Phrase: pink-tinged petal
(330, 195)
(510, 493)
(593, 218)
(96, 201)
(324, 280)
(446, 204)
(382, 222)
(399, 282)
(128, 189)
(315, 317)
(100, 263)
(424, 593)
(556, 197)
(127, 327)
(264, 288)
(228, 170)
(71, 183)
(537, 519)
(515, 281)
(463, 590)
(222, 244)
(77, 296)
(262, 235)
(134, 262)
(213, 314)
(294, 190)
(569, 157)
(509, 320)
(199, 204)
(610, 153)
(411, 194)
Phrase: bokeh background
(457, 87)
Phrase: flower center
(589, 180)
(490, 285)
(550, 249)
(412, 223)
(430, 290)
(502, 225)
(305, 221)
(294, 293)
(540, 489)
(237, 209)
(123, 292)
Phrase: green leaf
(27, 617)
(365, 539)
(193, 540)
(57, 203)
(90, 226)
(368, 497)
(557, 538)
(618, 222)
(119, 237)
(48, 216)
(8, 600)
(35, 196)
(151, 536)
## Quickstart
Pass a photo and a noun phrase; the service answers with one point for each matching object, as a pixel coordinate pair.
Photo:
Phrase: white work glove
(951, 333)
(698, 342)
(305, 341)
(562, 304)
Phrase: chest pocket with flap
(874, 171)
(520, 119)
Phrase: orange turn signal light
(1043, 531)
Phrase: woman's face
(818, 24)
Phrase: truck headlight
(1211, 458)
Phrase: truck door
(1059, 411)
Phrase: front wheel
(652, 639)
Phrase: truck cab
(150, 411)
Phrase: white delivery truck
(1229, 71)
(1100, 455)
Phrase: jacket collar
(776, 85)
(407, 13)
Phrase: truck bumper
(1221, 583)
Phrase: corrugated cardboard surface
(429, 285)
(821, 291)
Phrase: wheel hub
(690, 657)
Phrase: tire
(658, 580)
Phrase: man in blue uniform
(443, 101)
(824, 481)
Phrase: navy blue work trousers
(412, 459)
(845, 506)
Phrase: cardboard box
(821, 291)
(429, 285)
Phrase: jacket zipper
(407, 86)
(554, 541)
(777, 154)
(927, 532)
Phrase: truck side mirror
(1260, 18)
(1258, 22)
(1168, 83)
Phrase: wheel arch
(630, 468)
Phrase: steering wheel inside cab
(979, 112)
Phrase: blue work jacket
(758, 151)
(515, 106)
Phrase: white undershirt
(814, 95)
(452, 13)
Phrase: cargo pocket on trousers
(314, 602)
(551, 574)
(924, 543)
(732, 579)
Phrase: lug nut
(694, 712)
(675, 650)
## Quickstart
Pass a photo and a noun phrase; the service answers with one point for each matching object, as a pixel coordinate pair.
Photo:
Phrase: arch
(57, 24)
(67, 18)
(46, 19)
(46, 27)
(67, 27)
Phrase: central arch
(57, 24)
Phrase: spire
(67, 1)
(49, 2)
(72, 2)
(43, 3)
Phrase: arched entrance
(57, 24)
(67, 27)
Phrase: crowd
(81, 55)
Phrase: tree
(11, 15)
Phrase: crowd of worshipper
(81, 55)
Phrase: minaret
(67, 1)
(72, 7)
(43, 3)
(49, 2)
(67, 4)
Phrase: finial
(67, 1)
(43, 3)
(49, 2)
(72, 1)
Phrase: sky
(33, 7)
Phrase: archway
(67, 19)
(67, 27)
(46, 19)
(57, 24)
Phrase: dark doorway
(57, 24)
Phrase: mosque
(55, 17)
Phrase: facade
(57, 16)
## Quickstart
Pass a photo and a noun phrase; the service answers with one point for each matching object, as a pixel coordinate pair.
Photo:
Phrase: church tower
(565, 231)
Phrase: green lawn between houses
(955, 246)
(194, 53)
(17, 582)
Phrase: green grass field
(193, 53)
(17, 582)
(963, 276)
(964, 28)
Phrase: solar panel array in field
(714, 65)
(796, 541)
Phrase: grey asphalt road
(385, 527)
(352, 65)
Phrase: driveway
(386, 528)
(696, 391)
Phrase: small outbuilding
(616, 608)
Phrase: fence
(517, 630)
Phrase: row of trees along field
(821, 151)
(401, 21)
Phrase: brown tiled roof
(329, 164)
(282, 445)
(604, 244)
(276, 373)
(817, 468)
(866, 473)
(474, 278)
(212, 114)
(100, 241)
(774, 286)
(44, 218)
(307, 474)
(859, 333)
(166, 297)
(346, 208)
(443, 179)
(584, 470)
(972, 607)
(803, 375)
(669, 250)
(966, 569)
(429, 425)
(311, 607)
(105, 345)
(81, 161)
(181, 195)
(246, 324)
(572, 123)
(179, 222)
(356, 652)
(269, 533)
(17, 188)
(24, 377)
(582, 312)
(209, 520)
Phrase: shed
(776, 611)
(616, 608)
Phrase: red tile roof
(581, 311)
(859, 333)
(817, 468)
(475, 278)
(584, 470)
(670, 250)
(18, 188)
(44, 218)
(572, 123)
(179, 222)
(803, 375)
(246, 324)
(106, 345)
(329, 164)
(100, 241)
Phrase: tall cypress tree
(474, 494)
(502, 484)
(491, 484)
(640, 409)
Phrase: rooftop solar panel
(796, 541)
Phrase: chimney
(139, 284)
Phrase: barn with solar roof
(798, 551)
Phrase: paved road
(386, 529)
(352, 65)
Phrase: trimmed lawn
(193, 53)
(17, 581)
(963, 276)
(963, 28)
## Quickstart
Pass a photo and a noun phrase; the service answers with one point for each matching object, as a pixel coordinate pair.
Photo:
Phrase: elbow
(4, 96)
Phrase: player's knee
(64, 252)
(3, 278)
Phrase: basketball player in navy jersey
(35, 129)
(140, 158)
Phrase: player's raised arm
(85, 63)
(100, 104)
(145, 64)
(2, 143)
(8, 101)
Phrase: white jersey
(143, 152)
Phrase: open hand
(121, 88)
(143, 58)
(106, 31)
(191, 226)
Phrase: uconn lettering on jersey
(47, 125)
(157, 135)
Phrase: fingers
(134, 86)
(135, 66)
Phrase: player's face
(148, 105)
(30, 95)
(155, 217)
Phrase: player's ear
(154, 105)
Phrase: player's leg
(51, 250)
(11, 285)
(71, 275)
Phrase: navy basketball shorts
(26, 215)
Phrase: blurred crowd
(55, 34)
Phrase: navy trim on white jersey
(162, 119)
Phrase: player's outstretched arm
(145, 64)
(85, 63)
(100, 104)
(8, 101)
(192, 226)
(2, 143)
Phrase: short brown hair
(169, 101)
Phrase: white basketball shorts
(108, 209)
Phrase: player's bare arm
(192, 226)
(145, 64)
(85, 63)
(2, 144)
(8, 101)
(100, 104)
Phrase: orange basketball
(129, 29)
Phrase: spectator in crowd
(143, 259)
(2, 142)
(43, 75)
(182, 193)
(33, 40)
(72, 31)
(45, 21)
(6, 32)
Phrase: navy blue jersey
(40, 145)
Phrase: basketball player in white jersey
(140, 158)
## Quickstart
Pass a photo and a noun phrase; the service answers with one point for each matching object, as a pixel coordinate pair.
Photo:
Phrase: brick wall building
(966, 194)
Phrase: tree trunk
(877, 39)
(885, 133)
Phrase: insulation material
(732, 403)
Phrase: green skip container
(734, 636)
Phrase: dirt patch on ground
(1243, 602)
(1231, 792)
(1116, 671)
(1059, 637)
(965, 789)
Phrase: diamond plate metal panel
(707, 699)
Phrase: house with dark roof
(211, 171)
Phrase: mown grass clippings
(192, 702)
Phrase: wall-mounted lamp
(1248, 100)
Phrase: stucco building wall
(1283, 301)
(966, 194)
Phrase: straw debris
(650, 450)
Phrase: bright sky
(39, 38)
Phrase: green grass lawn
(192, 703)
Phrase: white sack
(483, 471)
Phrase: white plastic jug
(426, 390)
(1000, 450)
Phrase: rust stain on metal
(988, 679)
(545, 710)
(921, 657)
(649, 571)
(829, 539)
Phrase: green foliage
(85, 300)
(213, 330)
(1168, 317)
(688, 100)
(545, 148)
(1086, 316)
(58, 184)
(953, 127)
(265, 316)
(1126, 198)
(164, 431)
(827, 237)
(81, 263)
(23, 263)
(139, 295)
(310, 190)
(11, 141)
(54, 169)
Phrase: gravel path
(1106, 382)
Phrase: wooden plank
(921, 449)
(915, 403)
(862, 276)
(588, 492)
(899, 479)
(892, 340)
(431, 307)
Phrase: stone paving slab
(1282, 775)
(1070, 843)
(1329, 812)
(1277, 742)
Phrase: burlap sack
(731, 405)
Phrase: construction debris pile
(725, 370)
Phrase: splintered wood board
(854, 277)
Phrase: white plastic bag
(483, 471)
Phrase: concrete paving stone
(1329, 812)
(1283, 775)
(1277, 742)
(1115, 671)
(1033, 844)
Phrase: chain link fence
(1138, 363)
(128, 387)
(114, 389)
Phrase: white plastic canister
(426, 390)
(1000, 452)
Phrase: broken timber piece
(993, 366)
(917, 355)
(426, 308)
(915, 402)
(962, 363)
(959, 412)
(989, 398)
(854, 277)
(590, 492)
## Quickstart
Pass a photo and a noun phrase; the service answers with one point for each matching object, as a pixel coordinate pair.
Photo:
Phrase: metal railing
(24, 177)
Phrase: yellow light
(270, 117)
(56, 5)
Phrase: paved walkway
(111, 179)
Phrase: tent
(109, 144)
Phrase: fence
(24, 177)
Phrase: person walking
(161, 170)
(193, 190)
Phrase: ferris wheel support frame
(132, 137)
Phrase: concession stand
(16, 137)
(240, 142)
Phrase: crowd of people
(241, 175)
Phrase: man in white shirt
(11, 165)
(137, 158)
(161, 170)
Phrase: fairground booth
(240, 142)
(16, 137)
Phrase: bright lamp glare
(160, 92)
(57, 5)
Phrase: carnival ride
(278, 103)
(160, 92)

****************

#### [DO THIS]
Go back to the data above and please quote exactly, and only, the lines from the line with "Phrase: chain link fence" through its last line.

#### [EXERCISE SOLUTION]
Phrase: chain link fence
(1138, 363)
(128, 387)
(114, 389)
Phrase: white plastic canister
(426, 390)
(1000, 452)
Phrase: broken timber piece
(993, 366)
(917, 355)
(426, 308)
(915, 402)
(962, 363)
(959, 412)
(989, 398)
(854, 277)
(590, 492)
## Quickstart
Pass a photo and a noun phrase; the service answers with one point for each matching object, as a pixel coordinate pair.
Photo:
Phrase: metal railing
(24, 177)
Phrase: yellow light
(270, 117)
(56, 5)
Phrase: paved walkway
(111, 179)
Phrase: tent
(109, 144)
Phrase: fence
(24, 177)
Phrase: person walking
(161, 170)
(193, 190)
Phrase: ferris wheel support frame
(132, 137)
Phrase: concession stand
(16, 137)
(240, 142)
Phrase: crowd of people
(241, 175)
Phrase: man in white shirt
(11, 165)
(137, 158)
(161, 170)
Phrase: fairground booth
(240, 142)
(16, 137)
Phrase: bright lamp glare
(160, 92)
(57, 5)
Phrase: carnival ride
(278, 103)
(160, 92)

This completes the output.